**Aim of the exercise**
Return all of the data exactly, with nothing left out but the pictures.

⟨

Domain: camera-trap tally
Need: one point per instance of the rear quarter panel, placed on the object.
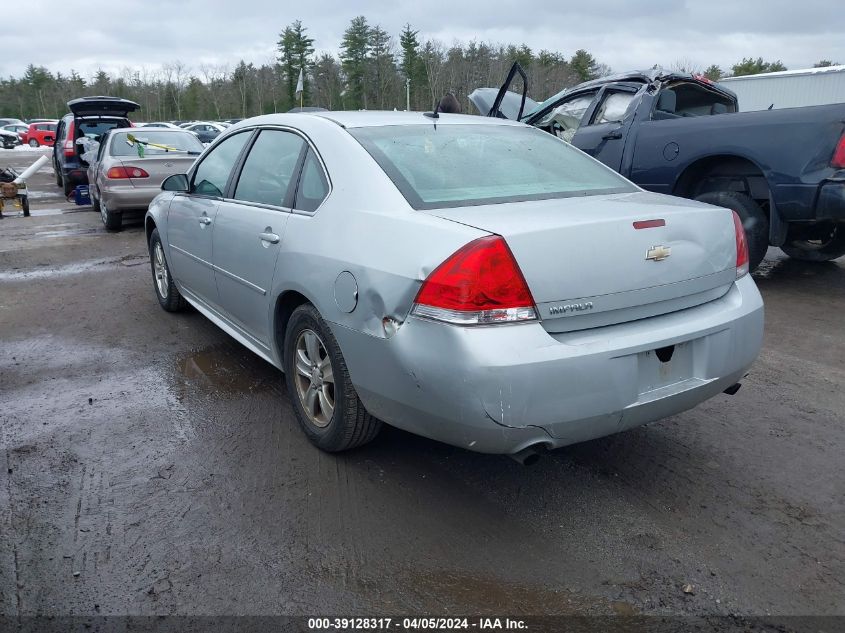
(790, 146)
(367, 228)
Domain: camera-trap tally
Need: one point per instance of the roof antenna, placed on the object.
(434, 115)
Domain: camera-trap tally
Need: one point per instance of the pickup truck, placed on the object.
(782, 171)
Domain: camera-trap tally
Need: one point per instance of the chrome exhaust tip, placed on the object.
(527, 456)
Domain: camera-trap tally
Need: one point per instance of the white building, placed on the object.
(789, 88)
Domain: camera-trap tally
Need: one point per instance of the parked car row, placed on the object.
(206, 131)
(122, 164)
(34, 134)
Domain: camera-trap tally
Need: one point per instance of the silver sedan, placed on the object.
(131, 164)
(472, 280)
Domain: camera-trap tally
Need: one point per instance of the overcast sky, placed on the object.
(90, 34)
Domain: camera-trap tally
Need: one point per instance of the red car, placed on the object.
(40, 134)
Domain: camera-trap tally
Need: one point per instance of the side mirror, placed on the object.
(176, 182)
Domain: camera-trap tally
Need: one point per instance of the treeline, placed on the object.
(374, 70)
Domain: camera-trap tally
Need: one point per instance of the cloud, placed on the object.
(620, 33)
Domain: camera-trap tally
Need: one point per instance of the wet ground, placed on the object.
(151, 465)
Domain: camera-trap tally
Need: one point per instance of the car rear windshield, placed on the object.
(466, 165)
(94, 128)
(154, 143)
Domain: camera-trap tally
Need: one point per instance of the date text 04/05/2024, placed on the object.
(415, 623)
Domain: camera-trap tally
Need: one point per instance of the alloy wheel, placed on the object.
(160, 271)
(314, 378)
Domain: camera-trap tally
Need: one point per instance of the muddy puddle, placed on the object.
(228, 371)
(72, 269)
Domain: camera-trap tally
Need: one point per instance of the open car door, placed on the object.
(503, 103)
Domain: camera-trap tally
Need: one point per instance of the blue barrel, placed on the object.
(80, 195)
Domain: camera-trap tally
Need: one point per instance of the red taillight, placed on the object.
(741, 247)
(118, 173)
(479, 284)
(838, 159)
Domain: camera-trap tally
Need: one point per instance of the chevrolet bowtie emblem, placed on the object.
(658, 253)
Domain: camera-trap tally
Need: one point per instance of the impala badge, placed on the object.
(658, 253)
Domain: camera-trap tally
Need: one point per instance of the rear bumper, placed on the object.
(830, 204)
(500, 389)
(128, 197)
(811, 202)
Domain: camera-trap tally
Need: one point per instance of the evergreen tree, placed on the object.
(354, 51)
(295, 52)
(383, 65)
(584, 65)
(412, 67)
(713, 73)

⟩

**Solution to the problem**
Domain: camera-trap tally
Need: one point per instance of the rear quarter panel, placed on the object.
(790, 146)
(367, 228)
Domain: camera-trap tally
Need: one point per instance of the roof antenna, placed on the object.
(434, 115)
Domain: camera-trap tally
Need: one point per instance of the pickup truck, placed on the object.
(782, 171)
Domain: camera-trap tally
Need: one point per instance of the chrome exhaust tip, placed on the object.
(527, 456)
Domain: camera-trap tally
Need: one point per instance of the white building, placed on the object.
(789, 88)
Domain: camera-trap tally
Need: one point per instance of the parked car row, placed on the object.
(206, 131)
(122, 164)
(34, 134)
Domain: camera-trap tally
Need: one point per instance of the silver sedan, placed on the object.
(131, 164)
(472, 280)
Domain: camera-trap tally
Need: one point per instance of the overcast sky, placed on the object.
(90, 34)
Domain: camera-trap tally
Need: one point per instance of the red car, placed on the object.
(40, 134)
Domain: camera-trap tally
Need: one point per instance of the side mirror, placed on the object.
(176, 182)
Domain: camera-trap tally
Need: one point per instance of the treeline, placed on the object.
(374, 70)
Domain: camera-trap tally
Need: one point per instance of the cloud, placed on the object.
(620, 33)
Domain: camera-trap tally
Need: one point per instance of the wet ground, placed on the object.
(151, 465)
Domain: camera-trap tally
Need: one point per instance of the car rear windshield, placed on the object.
(466, 165)
(94, 128)
(154, 143)
Domain: camera-trap tally
Need: one point per instance of the date text 04/05/2024, placed on the object.
(415, 623)
Domain: camera-trap tally
Need: one point per instance of the alloy wheel, placed on the object.
(160, 271)
(314, 378)
Domain: camera-trap tally
Need: one point per instance of the muddy puddle, placed on the object.
(228, 371)
(72, 269)
Domain: camera-trap tally
Need: one point per instance of the open car door, placed on the object.
(503, 103)
Domain: camera-trap tally
Need: one point per instance of the blue barrel, placed on the object.
(80, 195)
Domain: camera-trap tally
Need: one point per instance of the red taillight, placed on the object.
(741, 247)
(118, 173)
(479, 284)
(838, 159)
Domain: camera-trap tally
Need: one point per instance of the chevrolet bowtie emblem, placed on the object.
(658, 253)
Domain: camera-trap tally
Need: one point per instance of the impala badge, placed on the object.
(658, 253)
Domain: camera-trap tally
Need: one point per instance of the rear bumper, placed on the object.
(830, 204)
(500, 389)
(128, 197)
(811, 202)
Domain: camera-trap tally
Need: one point per instance of the evergreen tree, placed on the object.
(354, 51)
(295, 52)
(383, 65)
(584, 65)
(412, 67)
(713, 73)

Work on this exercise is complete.